▸ **Verilen Görev A**:
Yeşil Iğdır gazetesini anlatan yazıya göre şu soruları cevaplayın:
(i) Gazeteyi anlatan yazıyı kim istemişti?
(ii) Gazete hangi tarihte kuruldu?
(iii) Gazetenin yönetimi yazara kaç yıl kadar önce bırakılmış?
▸ **Verilen Görev B**: Yeşil Iğdır gazetesinin geçmişini anlatan yazıyı kaldığı yerden sürdürün.

▸ **Kaynak Metin**:

Cabbar ŞIKTAŞ Yeşil Iğdır Gazetesi 63. Yaşında
Tarih : 2017-10-23
Tüm Yazılar

Cabbar ŞIKTAŞ



 Yeşil Iğdır Gazetesi 63. Yaşında

Geçtiğimiz hafta Van Basın İlan Kurumu Şube Müdürü Çetin Yılmaz bey, Basın İlan Kurumu Genel Müdürlüğünün çıkaracağı dergide  yayınlanmak üzere bölgenin en eski gazetelerinden olan Yeşil Iğdır’ı anlatan bir yazı istemişti. Bende Yeşil Iğdır’ın 63 yıllık tarihi geçmişini ve bu güne kadar ki yaşadığı süreci anlatır bir yazı kaleme aldım. 21 Ekim Gazeteciler bayramı olması münasebetiyle siz değerli okuyucularımla da paylaşmak istedim.

01.09.1955 tarihinde merhum amcamız Fazil Şıktaş tarafından kurulan Yeşil Iğdır gazetesi bazı aralıklarla Şıktaş ailesinin bireyleri yönetiminde devam etmiştir. Merhum amcam  Fazıl Şıktaş, kuruluşundan 10 yıl sonra merhum babam Salih Şıktaş’a; şair ve yazar olan merhum babam Salih Şıktaş, yayın hayatını hiç aksatmadan devam ettirdiği Yeşil Iğdır gazetesini ağabeyim Sabri Şıktaş’a; Yeşil Iğdır Gazetesi Matbaacılık Yayıncılık Ltd. Şti. ismi ile kurulan şirkette yönetim kurulu başkanı olan ağabeyim, gazetenin yönetimini yaklaşık 15 yıl önce bana bırakmıştır.

▸ **Listelenen Satırlar**:
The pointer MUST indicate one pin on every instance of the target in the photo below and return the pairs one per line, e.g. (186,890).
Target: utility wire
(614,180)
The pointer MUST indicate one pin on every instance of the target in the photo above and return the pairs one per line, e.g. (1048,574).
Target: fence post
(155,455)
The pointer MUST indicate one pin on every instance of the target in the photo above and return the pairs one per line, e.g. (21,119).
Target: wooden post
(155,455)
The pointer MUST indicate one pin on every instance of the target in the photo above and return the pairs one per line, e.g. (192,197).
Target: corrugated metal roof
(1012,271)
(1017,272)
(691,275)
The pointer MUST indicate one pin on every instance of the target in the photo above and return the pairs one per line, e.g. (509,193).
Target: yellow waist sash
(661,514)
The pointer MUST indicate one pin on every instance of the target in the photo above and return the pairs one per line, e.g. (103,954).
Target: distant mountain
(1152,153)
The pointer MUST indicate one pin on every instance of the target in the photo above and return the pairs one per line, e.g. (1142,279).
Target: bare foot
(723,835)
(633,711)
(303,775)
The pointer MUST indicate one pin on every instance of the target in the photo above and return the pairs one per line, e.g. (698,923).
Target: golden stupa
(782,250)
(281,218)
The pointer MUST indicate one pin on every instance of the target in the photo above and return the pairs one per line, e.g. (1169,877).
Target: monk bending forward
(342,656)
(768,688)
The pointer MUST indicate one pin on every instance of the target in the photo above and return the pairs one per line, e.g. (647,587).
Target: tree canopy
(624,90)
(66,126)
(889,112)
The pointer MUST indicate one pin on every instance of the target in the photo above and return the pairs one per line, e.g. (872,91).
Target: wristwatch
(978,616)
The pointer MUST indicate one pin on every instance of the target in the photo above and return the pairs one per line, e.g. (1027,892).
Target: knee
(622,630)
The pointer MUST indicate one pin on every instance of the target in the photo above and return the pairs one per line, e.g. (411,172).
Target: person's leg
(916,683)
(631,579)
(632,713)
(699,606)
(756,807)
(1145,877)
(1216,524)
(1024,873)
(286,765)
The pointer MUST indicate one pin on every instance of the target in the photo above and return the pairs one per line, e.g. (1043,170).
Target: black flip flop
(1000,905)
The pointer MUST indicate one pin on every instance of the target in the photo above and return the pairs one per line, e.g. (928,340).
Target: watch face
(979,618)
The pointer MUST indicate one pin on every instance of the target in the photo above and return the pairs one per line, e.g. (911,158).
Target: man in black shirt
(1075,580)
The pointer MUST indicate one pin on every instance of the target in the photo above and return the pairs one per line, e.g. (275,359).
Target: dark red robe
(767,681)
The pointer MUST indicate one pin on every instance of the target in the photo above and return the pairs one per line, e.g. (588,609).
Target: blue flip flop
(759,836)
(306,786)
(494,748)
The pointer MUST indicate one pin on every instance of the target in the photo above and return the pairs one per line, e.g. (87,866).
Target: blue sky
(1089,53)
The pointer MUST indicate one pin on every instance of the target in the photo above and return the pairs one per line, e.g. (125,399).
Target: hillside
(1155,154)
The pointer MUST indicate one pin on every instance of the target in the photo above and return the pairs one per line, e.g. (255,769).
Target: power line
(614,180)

▸ **Çıktı A**:
(i) Van Basın İlan Kurumu Şube Müdürü Çetin Yılmaz
(ii) 01.09.1955
(iii) Yaklaşık 15 yıl önce

▸ **Çıktı B**:
63 yıl önce Iğdır’da kurulan ve Iğdır’ın ilk gazetesi olan Yeşil Iğdır, taktir edersiniz ki çok zor şartlarda bugünlere gelmiştir. İlk kurulduğu yıllarda haftalık olarak yayın yapan gazete, daha sonra teknolojisini biraz geliştirmiş ve entertip denilen makineyi alarak kalıp kurşun harf dökmesi ile yazılarını çıkarmaya başlamış ve bunu büyük bir kolaylık gördüğünden gazeteyi  haftada iki güne ve daha sonrasında hafta da 5 güne çıkararak yayın hayatını sürdürmüştür.

Şüphesiz ki 63 yıl öncesinden günümüze gelinceye kadar değişen teknolojiye ayak uydurmak çok kolay değildi. Zorlu ve meşakkatli yayın hayatımız süresince kağıt, harf  ve boya bulamadığımız  zamanlar oldu.

Yeşil Iğdır, gerçeklik ilkesinden hiçbir zaman taviz vermediği için yayımladığı haberlerden dolayı bazı aykırı fikir sahiplerinin saldırısına uğradı. Kimisi dinamit koyup gazete binamızı havaya uçurdu. Gazetemizi bazıları kurşunlayıp yağmaladı, bazıları molotof kokteyl atıp yaktı, bazıları ise camlarımızı kırdı. Bunlar bu 63 yılda o kadar çok oldu ki artık sayısını bile bilmiyoruz.

63 yıl boyunca yayın politikamız hemen hemen hep aynı çizgide oldu. Çizgimizden hiçbir zaman taviz vermediğimiz için kimse bizi paralı silahşorü olarak görmedi, birilerine iftira atmak için gazetemizi kullanamadı. Haksız yere hiç kimseye eleştiri yazmadık. Yapılan haksızlıkları gidermek için kavgacı bir zihniyetle değil, yapıcı üsluplar kullanmaya özen gösterdik. Rahmetli amcam ve babam genelde meramlarını yazdıkları hicivli şiirlerle dile getirirlerdi.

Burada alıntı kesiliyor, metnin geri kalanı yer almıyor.